(Extracted data entries)
begin

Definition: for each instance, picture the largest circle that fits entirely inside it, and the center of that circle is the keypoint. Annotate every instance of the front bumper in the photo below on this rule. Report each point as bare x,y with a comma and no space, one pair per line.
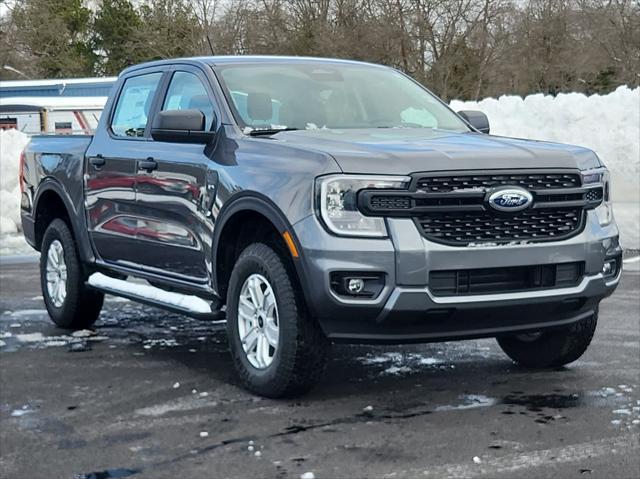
407,311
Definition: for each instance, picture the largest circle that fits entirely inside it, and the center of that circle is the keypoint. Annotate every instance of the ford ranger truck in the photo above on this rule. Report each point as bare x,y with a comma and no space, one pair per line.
312,201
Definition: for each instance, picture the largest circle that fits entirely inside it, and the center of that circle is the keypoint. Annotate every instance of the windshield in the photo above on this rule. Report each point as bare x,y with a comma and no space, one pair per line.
319,95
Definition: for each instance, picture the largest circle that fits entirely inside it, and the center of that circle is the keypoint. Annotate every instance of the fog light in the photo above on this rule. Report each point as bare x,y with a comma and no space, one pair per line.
609,268
355,285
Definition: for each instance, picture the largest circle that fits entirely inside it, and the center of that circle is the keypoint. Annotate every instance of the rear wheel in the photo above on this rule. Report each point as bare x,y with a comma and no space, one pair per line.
70,303
277,348
550,349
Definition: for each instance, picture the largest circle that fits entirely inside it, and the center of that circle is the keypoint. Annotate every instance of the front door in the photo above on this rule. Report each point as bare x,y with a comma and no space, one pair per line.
174,188
111,168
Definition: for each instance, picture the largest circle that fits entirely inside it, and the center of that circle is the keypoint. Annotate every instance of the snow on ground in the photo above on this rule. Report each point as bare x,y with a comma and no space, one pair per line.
12,142
608,124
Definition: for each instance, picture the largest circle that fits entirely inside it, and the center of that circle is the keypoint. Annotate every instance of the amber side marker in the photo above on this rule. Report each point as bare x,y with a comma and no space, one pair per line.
292,246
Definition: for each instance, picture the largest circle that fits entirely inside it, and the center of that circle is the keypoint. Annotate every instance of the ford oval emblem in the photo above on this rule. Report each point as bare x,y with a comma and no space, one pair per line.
510,199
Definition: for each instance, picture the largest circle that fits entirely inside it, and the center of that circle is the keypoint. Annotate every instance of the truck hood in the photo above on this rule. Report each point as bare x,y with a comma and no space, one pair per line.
404,151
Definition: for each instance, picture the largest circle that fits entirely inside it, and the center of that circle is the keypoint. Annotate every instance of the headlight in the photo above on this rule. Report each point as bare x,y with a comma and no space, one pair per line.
337,200
604,212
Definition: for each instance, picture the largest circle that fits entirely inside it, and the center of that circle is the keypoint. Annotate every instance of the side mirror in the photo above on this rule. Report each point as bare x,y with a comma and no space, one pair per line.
476,119
181,126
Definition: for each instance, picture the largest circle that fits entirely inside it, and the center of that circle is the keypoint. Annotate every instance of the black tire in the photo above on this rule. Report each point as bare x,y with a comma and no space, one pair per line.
301,355
81,305
551,349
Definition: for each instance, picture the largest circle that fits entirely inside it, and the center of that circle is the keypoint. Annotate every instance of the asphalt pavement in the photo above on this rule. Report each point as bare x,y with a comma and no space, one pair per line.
148,394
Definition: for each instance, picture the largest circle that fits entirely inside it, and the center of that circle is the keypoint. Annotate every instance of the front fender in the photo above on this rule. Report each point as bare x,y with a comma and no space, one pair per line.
258,203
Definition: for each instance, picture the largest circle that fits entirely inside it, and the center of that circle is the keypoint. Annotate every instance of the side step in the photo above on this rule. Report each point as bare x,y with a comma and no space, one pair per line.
192,306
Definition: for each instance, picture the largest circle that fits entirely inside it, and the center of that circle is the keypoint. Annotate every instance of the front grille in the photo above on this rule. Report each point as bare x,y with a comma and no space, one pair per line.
453,208
530,181
501,280
390,202
463,228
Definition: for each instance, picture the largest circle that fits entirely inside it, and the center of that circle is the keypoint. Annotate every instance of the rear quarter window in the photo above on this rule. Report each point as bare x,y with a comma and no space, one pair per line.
134,104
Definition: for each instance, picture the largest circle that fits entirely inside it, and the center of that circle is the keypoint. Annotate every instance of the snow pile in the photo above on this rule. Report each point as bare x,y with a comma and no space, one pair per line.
12,142
607,124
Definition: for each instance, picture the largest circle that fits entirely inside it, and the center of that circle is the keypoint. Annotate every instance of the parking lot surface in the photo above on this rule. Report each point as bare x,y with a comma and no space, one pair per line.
149,394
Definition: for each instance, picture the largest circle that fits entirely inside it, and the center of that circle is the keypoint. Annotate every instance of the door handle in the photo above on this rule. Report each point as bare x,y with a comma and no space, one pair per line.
97,161
149,164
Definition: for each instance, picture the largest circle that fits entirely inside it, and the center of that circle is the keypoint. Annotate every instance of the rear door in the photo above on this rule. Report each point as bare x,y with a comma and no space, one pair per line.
111,167
174,192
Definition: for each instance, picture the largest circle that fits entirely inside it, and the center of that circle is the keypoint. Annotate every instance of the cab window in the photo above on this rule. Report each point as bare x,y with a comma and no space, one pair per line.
186,92
134,104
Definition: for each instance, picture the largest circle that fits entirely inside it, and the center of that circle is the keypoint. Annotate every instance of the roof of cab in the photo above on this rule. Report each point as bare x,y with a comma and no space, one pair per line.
245,59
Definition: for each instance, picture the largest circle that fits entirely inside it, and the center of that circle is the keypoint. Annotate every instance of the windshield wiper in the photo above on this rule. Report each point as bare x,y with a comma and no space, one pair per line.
269,131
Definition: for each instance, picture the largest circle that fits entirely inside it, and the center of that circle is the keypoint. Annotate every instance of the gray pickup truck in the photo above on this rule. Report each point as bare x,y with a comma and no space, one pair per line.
311,201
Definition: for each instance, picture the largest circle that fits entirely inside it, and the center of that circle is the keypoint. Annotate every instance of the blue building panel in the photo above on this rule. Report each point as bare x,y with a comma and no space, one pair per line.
49,88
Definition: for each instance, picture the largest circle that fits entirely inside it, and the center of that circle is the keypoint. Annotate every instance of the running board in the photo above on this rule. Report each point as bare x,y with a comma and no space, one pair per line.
188,305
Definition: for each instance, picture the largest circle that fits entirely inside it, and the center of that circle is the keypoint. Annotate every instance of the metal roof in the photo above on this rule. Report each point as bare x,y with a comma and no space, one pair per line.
15,104
67,87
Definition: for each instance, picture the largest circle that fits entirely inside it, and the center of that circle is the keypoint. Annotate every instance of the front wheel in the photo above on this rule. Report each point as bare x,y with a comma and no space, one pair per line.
70,303
550,349
277,348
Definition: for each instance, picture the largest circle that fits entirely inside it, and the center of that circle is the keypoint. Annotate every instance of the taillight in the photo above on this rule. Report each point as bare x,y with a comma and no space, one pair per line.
21,173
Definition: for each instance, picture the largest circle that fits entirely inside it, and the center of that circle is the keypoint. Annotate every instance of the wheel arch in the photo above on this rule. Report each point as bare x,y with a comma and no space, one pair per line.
259,210
51,202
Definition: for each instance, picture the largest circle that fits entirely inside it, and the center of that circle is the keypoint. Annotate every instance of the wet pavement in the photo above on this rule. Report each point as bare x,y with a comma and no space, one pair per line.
148,394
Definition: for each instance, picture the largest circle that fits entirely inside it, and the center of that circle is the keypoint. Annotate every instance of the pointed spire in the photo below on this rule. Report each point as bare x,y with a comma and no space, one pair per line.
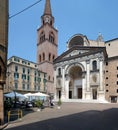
47,10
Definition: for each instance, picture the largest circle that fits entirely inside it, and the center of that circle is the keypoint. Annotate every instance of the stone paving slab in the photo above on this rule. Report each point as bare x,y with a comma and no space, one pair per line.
71,116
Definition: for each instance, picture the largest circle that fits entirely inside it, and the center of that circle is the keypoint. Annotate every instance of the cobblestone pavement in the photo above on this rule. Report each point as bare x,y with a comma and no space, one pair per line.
71,116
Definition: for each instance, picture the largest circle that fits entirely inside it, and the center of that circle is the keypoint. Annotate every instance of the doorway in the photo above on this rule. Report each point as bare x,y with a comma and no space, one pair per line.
59,92
80,93
94,93
70,94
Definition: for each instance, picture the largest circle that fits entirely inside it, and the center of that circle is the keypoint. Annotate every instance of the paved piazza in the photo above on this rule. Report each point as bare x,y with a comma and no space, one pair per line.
71,116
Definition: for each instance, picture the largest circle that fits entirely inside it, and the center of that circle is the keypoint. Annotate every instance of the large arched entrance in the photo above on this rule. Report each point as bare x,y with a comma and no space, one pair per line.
75,83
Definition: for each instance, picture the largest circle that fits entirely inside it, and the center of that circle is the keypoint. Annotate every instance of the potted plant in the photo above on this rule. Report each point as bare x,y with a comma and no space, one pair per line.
59,103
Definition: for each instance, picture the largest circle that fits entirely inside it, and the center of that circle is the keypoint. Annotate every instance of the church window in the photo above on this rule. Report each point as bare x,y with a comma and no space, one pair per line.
0,71
49,78
117,82
53,57
16,68
49,56
39,58
43,56
42,37
94,64
59,71
107,90
51,37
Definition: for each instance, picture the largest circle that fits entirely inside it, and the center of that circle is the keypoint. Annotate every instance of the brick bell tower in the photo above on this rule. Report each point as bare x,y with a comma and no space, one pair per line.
47,46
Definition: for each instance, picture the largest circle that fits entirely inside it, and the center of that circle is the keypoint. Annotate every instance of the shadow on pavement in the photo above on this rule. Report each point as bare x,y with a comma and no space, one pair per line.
89,120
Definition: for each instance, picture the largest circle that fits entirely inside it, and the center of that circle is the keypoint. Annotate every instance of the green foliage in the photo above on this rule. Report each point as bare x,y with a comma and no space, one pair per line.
59,102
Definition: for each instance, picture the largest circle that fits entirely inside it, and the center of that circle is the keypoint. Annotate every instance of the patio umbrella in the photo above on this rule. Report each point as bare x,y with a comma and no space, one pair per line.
14,94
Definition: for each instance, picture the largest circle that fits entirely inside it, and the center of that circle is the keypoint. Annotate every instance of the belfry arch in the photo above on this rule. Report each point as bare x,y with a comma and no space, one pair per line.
75,86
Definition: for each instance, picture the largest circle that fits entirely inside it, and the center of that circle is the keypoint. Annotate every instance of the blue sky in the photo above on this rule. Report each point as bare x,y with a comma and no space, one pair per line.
88,17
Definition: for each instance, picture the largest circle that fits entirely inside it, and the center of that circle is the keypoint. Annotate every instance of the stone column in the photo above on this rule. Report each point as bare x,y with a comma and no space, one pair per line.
101,74
88,75
63,83
55,91
83,86
67,87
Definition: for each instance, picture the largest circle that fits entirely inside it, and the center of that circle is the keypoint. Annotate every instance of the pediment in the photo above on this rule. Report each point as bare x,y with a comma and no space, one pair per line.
78,51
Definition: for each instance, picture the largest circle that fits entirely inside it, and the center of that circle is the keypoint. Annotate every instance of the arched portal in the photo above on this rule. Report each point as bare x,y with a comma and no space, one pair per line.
75,83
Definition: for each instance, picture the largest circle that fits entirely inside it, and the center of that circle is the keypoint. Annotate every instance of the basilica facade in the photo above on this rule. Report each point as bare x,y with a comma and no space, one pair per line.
81,72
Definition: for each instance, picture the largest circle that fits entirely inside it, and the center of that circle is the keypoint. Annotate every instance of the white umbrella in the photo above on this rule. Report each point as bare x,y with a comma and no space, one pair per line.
14,94
41,94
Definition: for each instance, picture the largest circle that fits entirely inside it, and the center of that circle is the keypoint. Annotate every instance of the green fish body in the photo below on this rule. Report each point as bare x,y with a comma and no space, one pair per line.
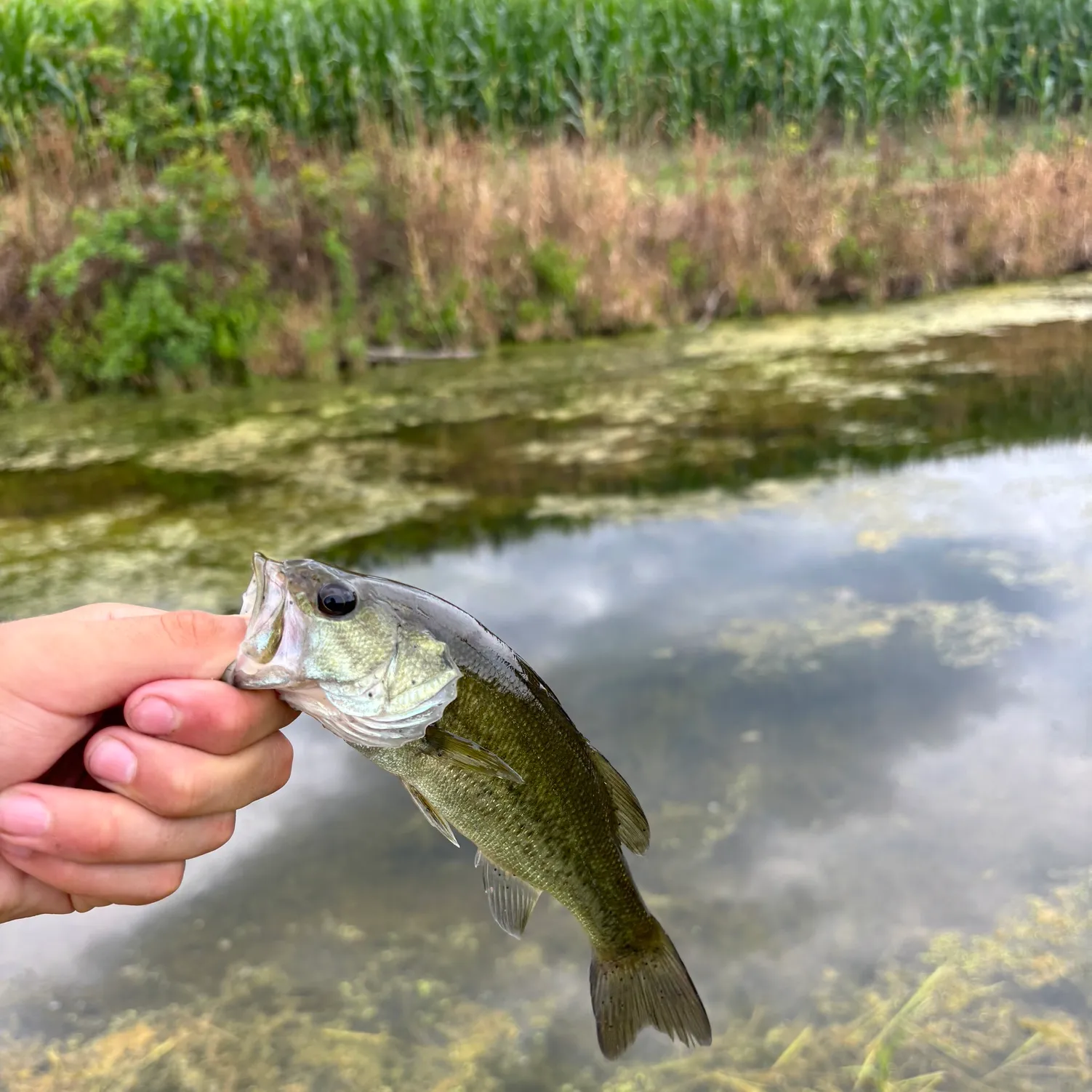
484,746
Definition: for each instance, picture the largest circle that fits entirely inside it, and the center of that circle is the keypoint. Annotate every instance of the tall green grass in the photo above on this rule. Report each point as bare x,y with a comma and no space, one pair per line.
318,65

end

• **GOAL**: Only the lines from the one containing "of the white" through the end of the listing are to be quoted, exactly and with both ends included; pictures are left out.

• **SOLUTION TO THIS EXERCISE**:
Definition: for each instance, picture the largest circle that fits entirely inside it, and the center of that circle is the keypoint. Annotate every instance of the white umbrella in the photo above on this rule. Report each point as bare x,y with a comma and no space, one pair per line.
14,94
41,94
Definition: for each instance, picture the largest circle that fits entirely inside it, and the center of that circle is the keypoint. Annotate every instance of the green fish body in the photo below on this rule. Report each point as bare x,y with a comma and no space, one pair per line.
484,746
Definition: for each instance, picture the largest circle that fits entirely inside it, and the center of that circle is the keypoint. Annotate every instance of the tall green grass in the photo above on this rule. Report each point as bare x,y with a comma and no space, one pair per line.
318,65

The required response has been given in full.